◆ WHAT YOU WILL DO ◆
Return the stretch of records from the line that contains "Q. Point out the navy" through the line that contains "pixel 156 534", both included, reproduced exactly line for line.
## BEGIN INPUT DATA
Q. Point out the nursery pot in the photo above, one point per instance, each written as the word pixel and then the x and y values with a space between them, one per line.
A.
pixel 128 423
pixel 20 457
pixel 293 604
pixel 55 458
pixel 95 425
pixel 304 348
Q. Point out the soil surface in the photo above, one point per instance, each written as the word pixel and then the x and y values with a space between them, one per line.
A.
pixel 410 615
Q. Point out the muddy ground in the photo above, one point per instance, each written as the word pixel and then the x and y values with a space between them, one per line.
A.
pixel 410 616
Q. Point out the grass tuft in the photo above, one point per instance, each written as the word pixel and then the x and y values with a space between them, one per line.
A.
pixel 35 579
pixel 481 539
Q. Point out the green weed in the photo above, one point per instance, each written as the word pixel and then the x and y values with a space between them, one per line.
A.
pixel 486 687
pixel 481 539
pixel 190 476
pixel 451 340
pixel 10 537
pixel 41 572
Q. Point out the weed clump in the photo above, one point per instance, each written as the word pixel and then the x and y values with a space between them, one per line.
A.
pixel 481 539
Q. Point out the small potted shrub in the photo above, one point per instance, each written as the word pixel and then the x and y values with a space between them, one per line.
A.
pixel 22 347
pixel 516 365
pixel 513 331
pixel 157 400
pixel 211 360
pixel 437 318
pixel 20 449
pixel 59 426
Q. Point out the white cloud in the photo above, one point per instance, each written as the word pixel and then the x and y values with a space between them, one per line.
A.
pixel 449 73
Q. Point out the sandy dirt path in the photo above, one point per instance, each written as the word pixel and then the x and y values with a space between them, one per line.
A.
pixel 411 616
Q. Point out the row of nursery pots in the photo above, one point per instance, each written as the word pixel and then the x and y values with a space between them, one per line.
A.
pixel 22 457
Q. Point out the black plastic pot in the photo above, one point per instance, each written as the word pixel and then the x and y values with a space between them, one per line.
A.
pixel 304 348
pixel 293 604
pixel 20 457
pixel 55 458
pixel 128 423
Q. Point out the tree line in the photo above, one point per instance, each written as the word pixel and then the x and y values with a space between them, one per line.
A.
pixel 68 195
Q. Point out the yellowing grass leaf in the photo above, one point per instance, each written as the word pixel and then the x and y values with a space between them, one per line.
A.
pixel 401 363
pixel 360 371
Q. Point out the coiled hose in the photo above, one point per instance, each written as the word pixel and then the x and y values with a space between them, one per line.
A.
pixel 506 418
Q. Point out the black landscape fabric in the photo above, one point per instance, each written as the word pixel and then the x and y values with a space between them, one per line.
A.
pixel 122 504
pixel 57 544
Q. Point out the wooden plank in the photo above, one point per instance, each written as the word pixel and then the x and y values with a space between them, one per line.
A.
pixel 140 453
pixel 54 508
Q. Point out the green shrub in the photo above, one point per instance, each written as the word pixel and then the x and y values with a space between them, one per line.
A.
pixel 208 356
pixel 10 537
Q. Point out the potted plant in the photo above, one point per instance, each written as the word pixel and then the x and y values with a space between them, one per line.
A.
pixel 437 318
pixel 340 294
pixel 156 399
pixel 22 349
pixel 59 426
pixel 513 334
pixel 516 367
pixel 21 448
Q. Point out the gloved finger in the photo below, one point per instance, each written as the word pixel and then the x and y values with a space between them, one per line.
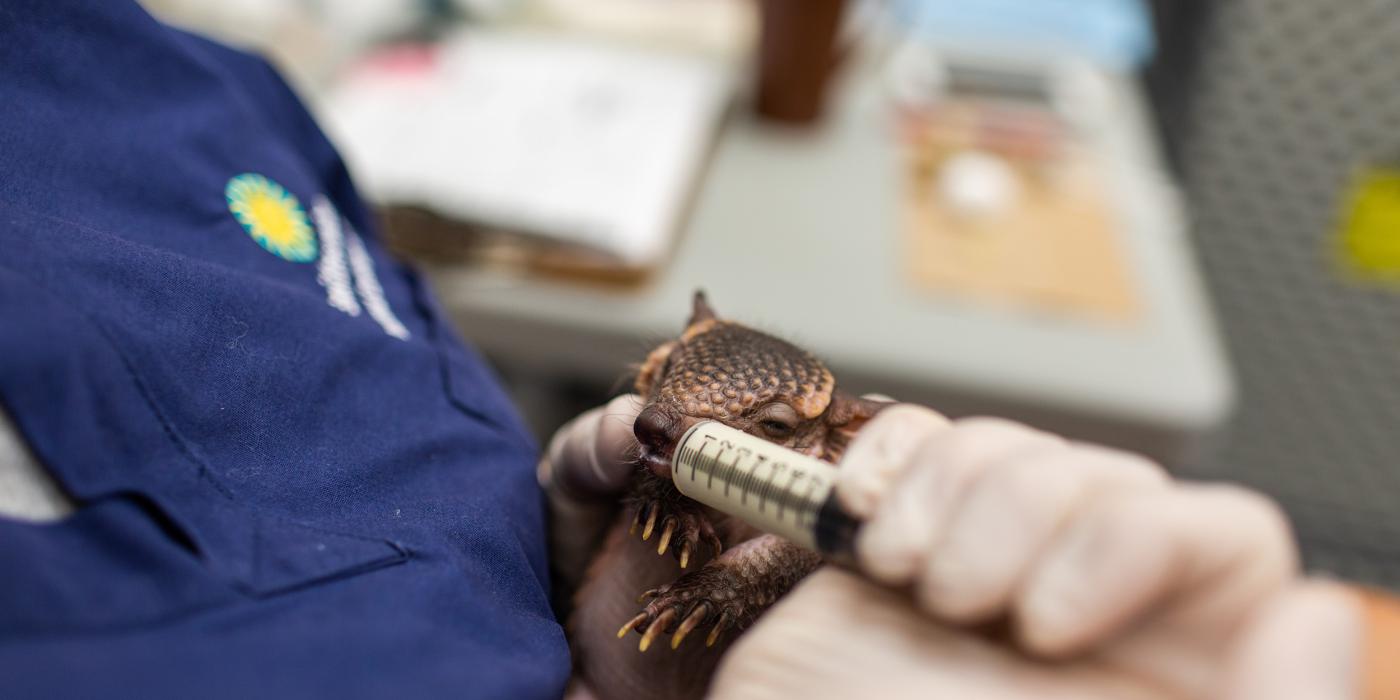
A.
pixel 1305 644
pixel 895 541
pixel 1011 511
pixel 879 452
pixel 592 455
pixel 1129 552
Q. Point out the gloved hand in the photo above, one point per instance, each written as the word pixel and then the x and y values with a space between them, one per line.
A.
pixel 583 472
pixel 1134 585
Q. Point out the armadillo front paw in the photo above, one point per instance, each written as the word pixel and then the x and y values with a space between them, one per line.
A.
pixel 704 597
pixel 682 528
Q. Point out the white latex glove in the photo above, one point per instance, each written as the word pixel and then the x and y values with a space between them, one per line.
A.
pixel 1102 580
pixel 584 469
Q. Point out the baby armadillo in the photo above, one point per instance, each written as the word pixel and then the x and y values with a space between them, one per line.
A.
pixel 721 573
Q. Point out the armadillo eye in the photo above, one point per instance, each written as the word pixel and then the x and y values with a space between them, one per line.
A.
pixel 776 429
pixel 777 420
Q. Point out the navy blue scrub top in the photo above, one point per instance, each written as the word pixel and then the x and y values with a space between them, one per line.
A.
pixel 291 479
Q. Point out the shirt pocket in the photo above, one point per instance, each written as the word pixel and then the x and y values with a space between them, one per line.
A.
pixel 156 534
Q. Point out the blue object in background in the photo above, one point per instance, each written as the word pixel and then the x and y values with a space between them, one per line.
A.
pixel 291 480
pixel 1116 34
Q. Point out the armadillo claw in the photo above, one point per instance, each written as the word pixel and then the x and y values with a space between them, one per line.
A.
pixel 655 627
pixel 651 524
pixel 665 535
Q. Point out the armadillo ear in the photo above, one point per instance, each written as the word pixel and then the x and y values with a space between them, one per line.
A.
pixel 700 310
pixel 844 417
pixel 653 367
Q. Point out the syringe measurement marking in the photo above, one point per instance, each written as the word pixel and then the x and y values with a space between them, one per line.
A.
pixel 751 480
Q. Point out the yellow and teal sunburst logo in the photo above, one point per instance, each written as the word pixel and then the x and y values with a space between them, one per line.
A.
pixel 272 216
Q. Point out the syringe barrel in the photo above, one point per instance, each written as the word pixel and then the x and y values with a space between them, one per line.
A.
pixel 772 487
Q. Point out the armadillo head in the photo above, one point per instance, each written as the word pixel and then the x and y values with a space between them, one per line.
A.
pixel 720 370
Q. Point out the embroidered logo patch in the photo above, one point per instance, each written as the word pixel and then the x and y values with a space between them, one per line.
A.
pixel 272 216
## END INPUT DATA
## BEGIN INPUT DATA
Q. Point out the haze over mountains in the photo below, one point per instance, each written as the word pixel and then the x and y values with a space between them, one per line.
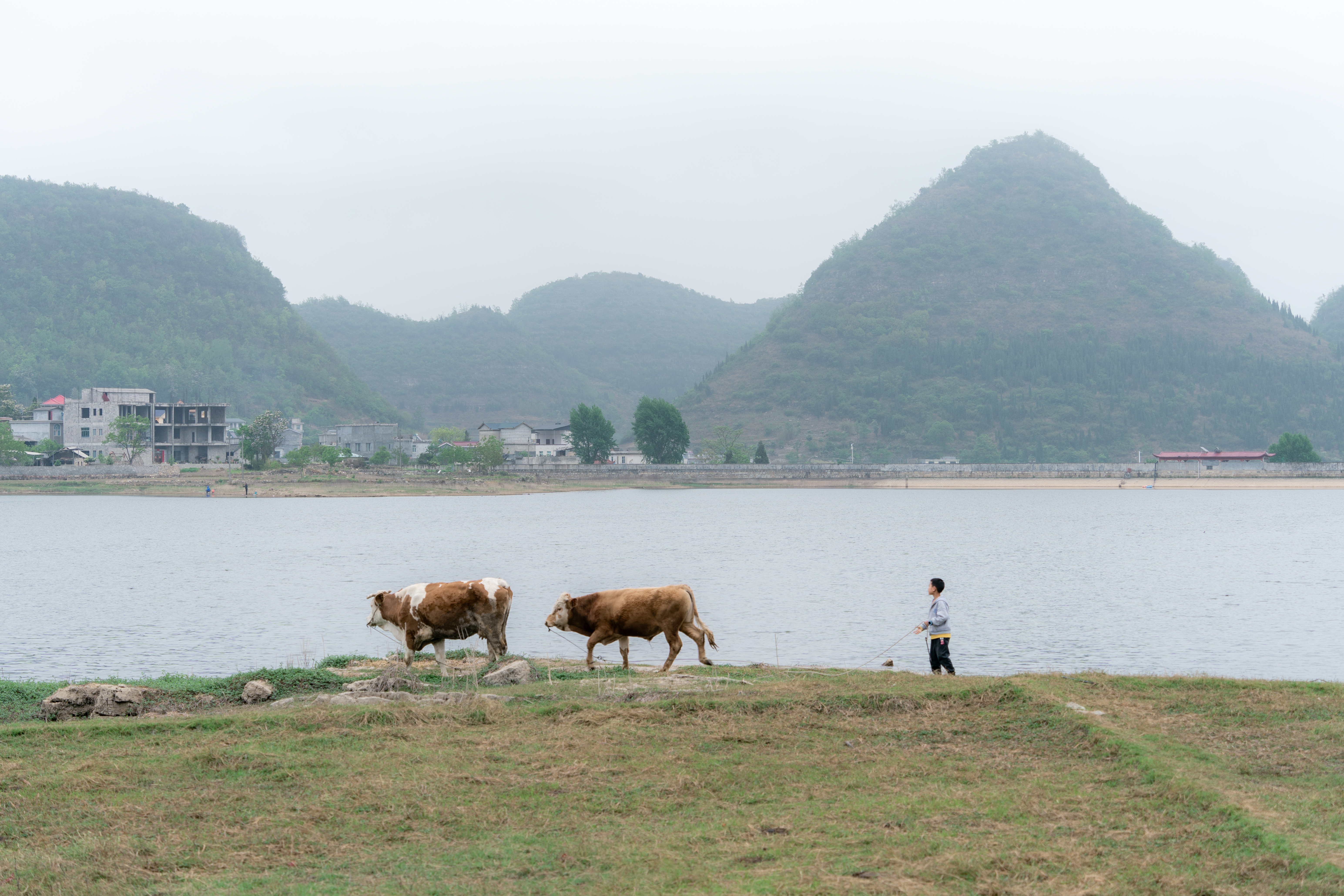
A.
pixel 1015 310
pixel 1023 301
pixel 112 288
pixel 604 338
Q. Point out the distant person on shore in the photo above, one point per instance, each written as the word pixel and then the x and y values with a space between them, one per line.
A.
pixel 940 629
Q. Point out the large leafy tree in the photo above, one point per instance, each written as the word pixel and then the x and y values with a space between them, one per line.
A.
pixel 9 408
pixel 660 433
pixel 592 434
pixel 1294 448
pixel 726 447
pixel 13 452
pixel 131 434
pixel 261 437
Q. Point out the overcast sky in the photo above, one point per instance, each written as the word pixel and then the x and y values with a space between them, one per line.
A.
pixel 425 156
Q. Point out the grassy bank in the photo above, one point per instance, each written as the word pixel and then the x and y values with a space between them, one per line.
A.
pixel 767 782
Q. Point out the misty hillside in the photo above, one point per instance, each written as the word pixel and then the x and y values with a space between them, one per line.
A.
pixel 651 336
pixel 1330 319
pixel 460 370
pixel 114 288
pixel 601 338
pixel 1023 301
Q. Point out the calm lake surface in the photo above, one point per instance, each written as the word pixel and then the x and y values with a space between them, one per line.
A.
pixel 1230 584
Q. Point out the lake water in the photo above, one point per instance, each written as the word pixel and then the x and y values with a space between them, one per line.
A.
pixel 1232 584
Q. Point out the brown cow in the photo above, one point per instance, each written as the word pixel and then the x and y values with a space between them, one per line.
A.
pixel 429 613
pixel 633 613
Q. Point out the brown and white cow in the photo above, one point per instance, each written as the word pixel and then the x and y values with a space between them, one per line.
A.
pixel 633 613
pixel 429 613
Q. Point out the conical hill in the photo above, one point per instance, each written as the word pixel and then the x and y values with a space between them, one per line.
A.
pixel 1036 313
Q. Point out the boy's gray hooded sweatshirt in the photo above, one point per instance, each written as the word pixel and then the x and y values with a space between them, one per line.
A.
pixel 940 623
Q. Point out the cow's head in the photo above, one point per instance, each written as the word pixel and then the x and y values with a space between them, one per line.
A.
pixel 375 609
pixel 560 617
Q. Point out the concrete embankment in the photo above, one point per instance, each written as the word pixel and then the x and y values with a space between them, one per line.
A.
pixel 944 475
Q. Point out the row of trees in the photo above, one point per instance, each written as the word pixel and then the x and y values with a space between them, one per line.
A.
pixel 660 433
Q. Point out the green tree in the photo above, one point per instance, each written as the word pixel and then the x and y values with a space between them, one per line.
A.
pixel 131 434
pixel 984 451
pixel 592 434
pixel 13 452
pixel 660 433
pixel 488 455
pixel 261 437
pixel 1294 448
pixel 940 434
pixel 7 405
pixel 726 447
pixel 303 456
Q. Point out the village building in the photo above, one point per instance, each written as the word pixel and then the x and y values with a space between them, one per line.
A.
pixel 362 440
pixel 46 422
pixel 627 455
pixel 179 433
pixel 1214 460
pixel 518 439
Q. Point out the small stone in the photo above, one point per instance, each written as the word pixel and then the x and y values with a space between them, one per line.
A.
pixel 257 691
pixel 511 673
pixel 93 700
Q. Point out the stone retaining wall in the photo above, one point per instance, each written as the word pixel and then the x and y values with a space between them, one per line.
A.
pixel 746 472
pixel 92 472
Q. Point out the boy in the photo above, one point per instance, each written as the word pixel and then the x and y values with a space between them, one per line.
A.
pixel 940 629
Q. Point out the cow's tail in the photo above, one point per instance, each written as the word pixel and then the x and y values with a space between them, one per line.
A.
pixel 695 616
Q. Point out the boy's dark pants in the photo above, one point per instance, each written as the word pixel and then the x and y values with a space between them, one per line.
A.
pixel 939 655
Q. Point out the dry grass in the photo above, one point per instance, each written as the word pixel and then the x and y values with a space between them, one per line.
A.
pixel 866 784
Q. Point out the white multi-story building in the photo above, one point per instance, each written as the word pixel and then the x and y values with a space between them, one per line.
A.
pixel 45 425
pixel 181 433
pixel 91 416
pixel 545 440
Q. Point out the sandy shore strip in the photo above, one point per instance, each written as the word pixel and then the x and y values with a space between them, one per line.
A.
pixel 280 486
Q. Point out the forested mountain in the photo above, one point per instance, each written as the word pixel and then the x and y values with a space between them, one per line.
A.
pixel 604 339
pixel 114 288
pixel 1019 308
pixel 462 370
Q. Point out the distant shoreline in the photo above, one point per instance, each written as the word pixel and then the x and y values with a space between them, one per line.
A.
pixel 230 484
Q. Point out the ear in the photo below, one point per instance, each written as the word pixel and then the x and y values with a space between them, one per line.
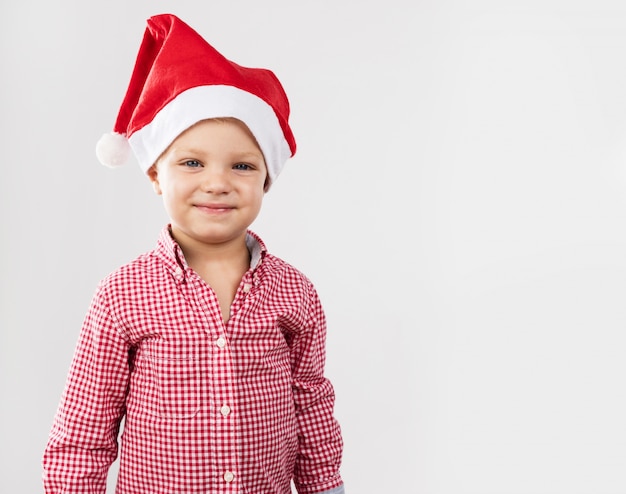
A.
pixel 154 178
## END INPUT DATA
◆ COMPLETE RESPONSE ◆
Q. Point out the navy blue scrub top in the photo above, one point per instance, each written as the word pixel and then the x and y values with a space between them, one per line.
A.
pixel 291 479
Q. Point out the shirt pocket in the photo above, one point per instance, each written as the word pixel and then the x and y values with a space between them, one per line.
A.
pixel 156 534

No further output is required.